_Source records_:
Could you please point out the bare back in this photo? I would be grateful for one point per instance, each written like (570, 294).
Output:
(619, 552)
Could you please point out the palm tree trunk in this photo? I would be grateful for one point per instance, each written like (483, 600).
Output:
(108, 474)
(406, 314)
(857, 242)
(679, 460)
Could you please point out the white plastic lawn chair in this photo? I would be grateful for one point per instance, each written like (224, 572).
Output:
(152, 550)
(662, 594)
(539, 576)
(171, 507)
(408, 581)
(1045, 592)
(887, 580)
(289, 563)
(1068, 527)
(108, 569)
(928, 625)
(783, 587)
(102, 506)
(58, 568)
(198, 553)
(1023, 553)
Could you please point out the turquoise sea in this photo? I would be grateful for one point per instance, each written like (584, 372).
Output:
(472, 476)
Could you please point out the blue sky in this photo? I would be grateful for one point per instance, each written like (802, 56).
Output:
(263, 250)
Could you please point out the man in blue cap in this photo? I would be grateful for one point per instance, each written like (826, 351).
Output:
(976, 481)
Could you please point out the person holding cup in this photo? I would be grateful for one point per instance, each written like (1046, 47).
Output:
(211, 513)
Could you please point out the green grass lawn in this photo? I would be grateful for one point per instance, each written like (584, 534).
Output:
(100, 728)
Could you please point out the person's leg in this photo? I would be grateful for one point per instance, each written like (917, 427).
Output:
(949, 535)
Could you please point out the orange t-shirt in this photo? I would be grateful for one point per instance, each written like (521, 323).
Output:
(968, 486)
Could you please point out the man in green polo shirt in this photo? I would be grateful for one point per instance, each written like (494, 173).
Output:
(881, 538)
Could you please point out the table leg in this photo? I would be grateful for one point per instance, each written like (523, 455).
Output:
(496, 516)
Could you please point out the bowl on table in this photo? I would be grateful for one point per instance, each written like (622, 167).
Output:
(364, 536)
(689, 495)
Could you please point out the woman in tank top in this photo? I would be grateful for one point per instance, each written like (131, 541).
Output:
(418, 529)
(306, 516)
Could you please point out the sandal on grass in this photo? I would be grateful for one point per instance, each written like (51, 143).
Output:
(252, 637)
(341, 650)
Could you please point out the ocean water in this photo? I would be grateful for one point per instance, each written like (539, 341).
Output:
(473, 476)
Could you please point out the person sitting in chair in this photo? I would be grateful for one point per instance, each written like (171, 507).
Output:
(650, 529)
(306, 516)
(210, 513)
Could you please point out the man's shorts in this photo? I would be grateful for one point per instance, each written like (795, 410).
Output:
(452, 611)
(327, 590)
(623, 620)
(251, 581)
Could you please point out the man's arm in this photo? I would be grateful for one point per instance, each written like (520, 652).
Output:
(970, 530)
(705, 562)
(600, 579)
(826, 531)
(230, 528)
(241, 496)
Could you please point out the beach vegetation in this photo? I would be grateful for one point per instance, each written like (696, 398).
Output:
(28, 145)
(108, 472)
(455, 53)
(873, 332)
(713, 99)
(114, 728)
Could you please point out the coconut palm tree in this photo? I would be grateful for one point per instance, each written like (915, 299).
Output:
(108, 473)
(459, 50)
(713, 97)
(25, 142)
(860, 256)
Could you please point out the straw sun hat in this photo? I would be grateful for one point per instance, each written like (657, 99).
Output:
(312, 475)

_What is being asked_:
The answer is the run of lines above from the line containing "Could you please point out the orange" through the line containing "Could you please point out the sandal", copied exactly and alone.

_Finished task_:
Could you please point out the orange t-shirt in this photo? I would be grateful for one point per instance, each written like (521, 323).
Output:
(968, 486)
Could you please point out the man in green polo shirt in this photo? I would be grateful for one point per instance, each written like (494, 173).
Output:
(881, 538)
Could you please point out the table leg in this photo? I would be grateful for one point per instance, each written like (523, 455).
Output:
(496, 516)
Could you please point out the bowl on table in this photo? I would be grateful for one point per instance, each written like (622, 167).
Output:
(364, 536)
(689, 495)
Could you please point out the woman in tank top in this photo? I would be grateful for one point per instance, each written like (131, 541).
Output:
(418, 529)
(306, 516)
Could you please point out the sandal on grass in this photo? I would be grateful for one point per instance, each written like (51, 143).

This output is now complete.